Required actions =
1. In the practice pad passage, what fixes the mylar disk and its substrate together?
2. List every variation of practice pad that the practice pad passage names in its sentence beginning "Many variations include".
3. Carry on the practice pad passage, starting after its final sentence.

Excerpted passage =
A practice pad or drum pad, is a piece of equipment used by drummers and other percussionists to practice quietly, or to warm up before a performance.

Construction
A variety of practice pads have been developed to assist percussionists in different ways. Practice pads may be designed to approximate the tension and response of a true drumhead when struck, or to provide less rebound to train the percussionist’s muscles. They can be constructed in a variety of shapes and sizes, and are typically small and light enough to be easily portable. Many variations include harder or softer playing surfaces, non-skid bases (that can also double as muted playing surfaces), and fixing points allowing the pad to be connected to existing percussion hardware such as a cymbal or snare drum stand.

Mylar
Some practice pads use a disk of mylar, or another material used in the construction of true drumheads, stretched over a substrate such as foam or rubber. These elements are fixed together by a rim of metal or plastic.

Elastomer
Many other devices use a thin layer of elastomer, such as natural or synthetic rubber of various densities, as a playing surface. This type of rubber surface is either placed directly over the top of an existing drumhead, or stuck to the top of a solid substrate. The rubber is designed to reflect a drumstick or mallet after being struck in a way similar to that of a true drumhead.

Listed entries =

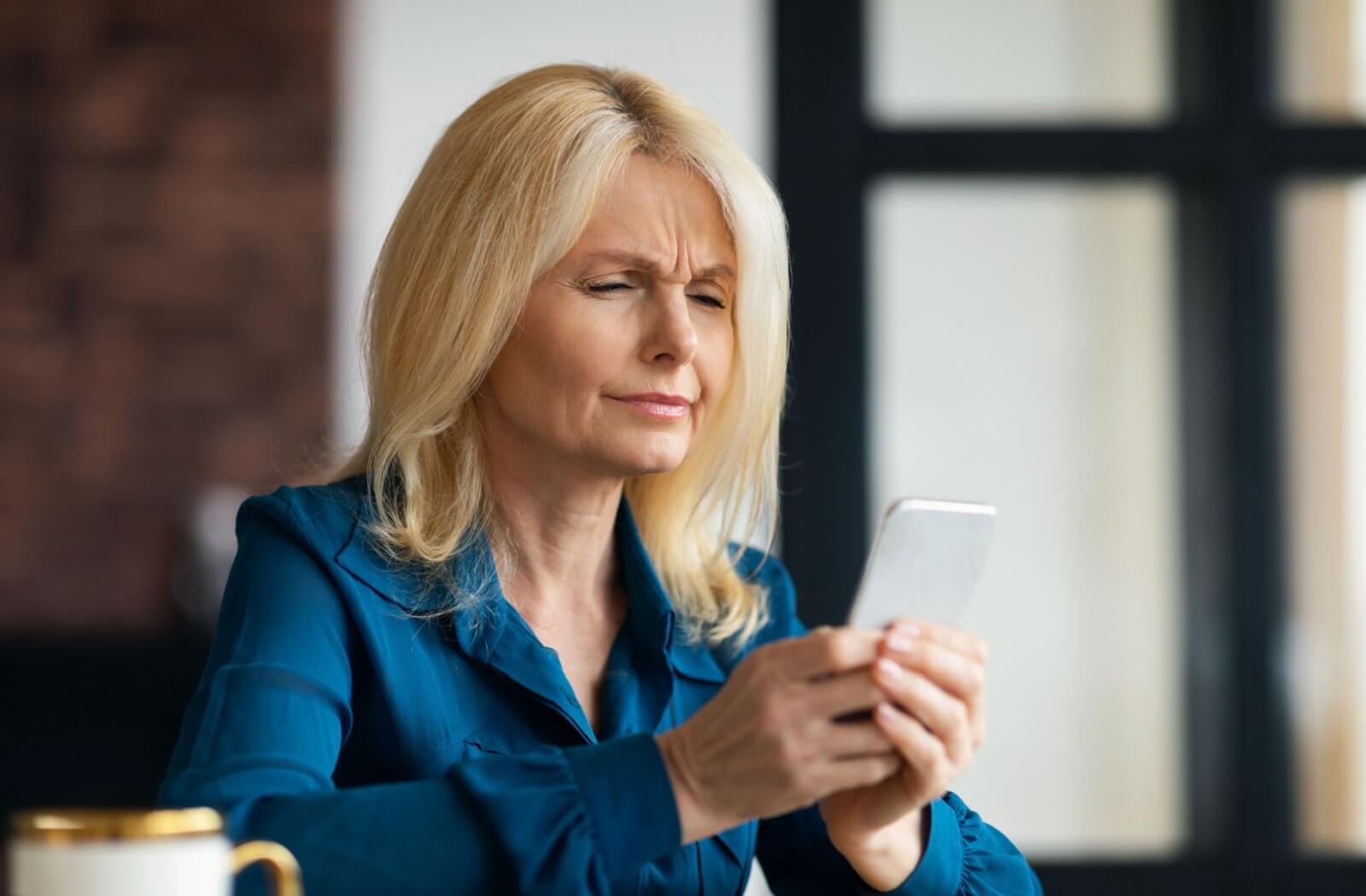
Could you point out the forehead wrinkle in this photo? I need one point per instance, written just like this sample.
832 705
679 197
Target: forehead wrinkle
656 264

---

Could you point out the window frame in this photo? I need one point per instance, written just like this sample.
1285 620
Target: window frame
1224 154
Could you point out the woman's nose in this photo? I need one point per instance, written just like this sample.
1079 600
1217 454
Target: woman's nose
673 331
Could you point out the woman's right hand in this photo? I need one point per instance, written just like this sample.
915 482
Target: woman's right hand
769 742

Answers to the exercise =
1. A rim of metal or plastic.

2.
- Harder or softer playing surfaces
- Non-skid bases, which can also serve as muted playing surfaces
- Fixing points for connecting the pad to existing percussion hardware, such as a cymbal or snare drum stand

3.
Mesh
Some practice pads use a disk of mesh stretched over a frame. The mesh is quieter when struck than rubber or mylar, and can be tuned to mimic different types of drum head by tightening and loosening it in the frame.

Use
These devices can be placed on a wide variety of surfaces including the player’s lap, a tabletop or the head of an actual drum. Placing the pad on the head of an actual drum can have the effect of transferring to the drum’s natural snare-side response along with severely muting the sound of the drum. Several units are often arranged like a standard drum kit or practice purposes.

See also
Electronic drum
Practice (learning method)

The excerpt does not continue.